GIVEN REQUEST | Please copy the items below, starting at the line with "Task: point to each instance of the grassy" and ending with the last line of the items. Shift every coordinate in the answers by -85, and leave all other text unchanged.

PROVIDED DATA |
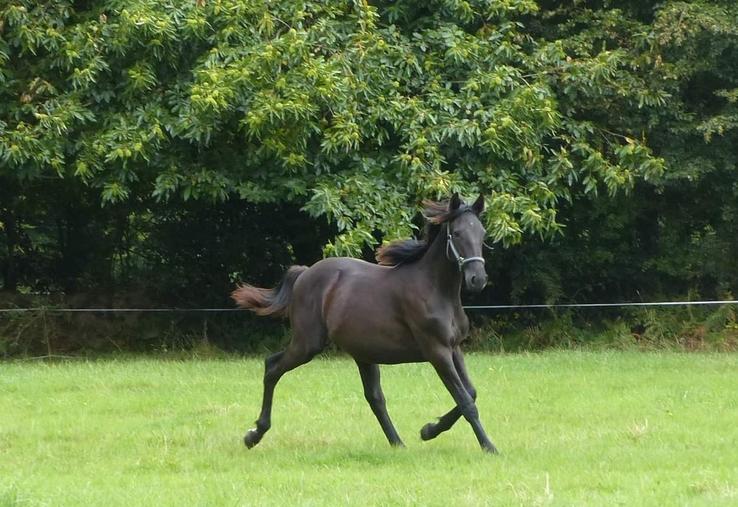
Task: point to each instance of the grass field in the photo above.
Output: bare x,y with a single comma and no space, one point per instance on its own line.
574,428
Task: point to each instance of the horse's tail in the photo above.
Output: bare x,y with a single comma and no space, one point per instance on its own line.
274,301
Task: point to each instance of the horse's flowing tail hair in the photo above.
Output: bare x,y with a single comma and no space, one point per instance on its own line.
274,301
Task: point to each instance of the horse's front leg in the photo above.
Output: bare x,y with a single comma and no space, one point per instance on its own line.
375,397
446,421
443,361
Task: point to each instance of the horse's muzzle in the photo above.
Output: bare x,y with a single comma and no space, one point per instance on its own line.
475,281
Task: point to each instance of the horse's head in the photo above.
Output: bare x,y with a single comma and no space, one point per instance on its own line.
465,237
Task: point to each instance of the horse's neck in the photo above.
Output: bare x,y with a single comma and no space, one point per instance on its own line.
436,266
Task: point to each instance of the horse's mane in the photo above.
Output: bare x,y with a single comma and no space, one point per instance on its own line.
405,251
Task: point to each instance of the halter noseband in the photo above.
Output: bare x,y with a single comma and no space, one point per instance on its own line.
460,261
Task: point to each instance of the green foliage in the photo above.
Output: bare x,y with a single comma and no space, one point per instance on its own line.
158,151
355,111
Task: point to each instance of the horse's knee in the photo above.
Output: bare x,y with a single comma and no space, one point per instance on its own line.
374,397
472,392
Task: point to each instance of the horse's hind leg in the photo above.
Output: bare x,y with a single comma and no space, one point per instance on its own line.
297,353
375,397
446,421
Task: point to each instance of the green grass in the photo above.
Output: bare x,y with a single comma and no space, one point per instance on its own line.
574,428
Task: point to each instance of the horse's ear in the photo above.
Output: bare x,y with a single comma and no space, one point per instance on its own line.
478,205
455,202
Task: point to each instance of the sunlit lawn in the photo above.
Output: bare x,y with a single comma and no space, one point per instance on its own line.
574,428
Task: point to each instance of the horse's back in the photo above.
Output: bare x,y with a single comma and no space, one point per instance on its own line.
359,306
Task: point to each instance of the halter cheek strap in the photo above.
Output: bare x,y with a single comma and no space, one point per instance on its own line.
460,261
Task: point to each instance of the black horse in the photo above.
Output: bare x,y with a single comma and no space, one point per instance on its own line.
406,309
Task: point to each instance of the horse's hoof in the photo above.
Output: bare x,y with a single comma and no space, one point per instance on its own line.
252,438
426,432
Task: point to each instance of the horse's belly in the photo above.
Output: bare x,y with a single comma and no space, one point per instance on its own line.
376,341
381,352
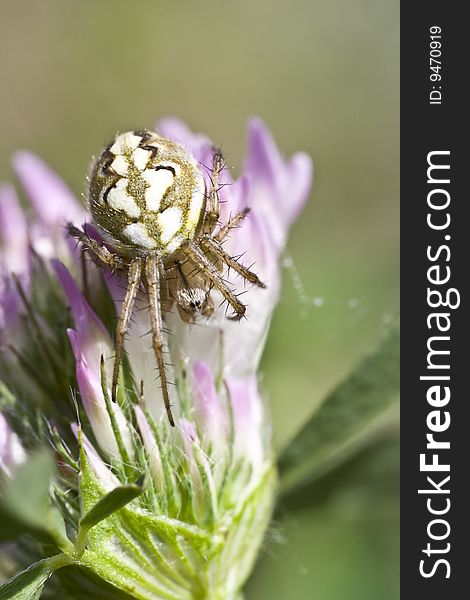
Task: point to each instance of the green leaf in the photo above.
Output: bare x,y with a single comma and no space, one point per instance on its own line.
356,413
29,584
105,507
112,502
26,506
26,496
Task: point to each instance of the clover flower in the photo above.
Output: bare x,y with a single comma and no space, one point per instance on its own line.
153,511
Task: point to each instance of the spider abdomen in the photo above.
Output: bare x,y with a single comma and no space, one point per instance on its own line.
146,193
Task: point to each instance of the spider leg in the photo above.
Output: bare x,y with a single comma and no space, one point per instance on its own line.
232,224
152,272
133,282
198,257
210,244
100,253
212,213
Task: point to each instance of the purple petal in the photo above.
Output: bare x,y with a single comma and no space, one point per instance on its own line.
210,414
279,188
93,337
51,199
13,233
248,419
91,393
105,476
151,448
12,452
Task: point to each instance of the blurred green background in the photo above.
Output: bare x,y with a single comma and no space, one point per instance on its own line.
324,76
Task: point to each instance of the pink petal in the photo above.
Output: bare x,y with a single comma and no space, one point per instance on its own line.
50,197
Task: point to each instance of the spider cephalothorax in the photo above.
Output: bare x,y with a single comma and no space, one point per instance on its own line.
149,200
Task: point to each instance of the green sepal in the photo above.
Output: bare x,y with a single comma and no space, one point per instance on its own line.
27,505
29,584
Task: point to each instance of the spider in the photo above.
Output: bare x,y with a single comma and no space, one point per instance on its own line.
149,201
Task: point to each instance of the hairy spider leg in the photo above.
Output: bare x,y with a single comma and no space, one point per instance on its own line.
200,260
99,252
212,213
153,265
134,278
209,244
231,224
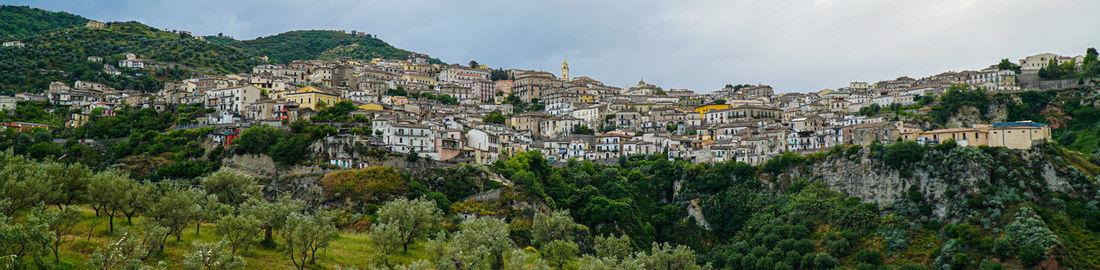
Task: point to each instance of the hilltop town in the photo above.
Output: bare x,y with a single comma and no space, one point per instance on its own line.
474,114
332,149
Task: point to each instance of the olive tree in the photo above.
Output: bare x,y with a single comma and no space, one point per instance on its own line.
109,190
232,188
176,208
553,226
386,239
59,224
304,236
239,230
559,251
272,216
616,248
480,244
212,257
519,259
414,218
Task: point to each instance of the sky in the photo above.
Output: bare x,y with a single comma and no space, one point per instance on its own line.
701,45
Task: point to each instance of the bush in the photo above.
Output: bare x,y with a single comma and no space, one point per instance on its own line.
988,265
872,257
1031,255
373,185
903,154
825,261
837,248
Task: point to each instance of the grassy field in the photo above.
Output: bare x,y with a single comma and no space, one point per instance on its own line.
349,249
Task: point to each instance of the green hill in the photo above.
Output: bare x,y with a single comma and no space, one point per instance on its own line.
321,44
62,55
18,22
58,45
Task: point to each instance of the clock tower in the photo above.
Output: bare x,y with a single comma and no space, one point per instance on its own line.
564,71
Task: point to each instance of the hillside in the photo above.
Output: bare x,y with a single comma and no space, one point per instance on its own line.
19,22
58,45
62,55
312,44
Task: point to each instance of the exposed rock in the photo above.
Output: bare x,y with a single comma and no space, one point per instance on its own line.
945,180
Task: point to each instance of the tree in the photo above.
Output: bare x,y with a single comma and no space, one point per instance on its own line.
560,251
519,259
238,230
414,218
212,257
68,183
386,238
109,193
613,247
480,244
138,200
290,150
373,185
494,117
176,208
124,254
1090,65
59,224
231,188
583,129
210,209
413,157
25,240
554,226
257,139
272,216
667,257
304,236
131,249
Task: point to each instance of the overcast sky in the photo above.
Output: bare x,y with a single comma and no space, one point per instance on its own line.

REPLY TO THE TASK |
Task: point to each instance of the grassy field in the photo above.
Output: bare x,y with a single comma and no space, one point per instance on its own line.
264,164
Task: point to each instance of the green hill in the photo above.
Output: bare x,y with a single comma and no space, one point per instance on its own line.
236,-41
-23,-30
-67,-63
-27,-40
Task: point to each instance of the clock tower in the photo above.
Output: bare x,y with a single comma and no space, one point per instance on its own line.
479,-14
Task: point to each instance of the hillside in the photo above.
Output: bare x,y with a single comma and no space, one point per instance on its own line.
-66,-63
-27,-40
-23,-30
227,-41
Task: point to each instance of the exposed rock in the photo above.
Output: bare x,y with a single comma and no space, one point per instance on its own line.
860,95
Task: point to each instance of the tree in the photo above.
Output: bare x,y with a single comma and no space, one point per instance on its own line.
475,166
434,174
153,145
329,133
127,172
-17,98
301,153
24,108
528,162
395,159
53,115
205,65
288,100
409,32
91,123
39,169
1005,-20
-26,139
146,103
498,44
125,124
328,72
-60,155
469,141
172,54
187,131
582,172
219,151
46,164
Task: point to each instance of the overcast sky in the photo above.
Output: bare x,y with a single comma and no space, one point per instance on its own line.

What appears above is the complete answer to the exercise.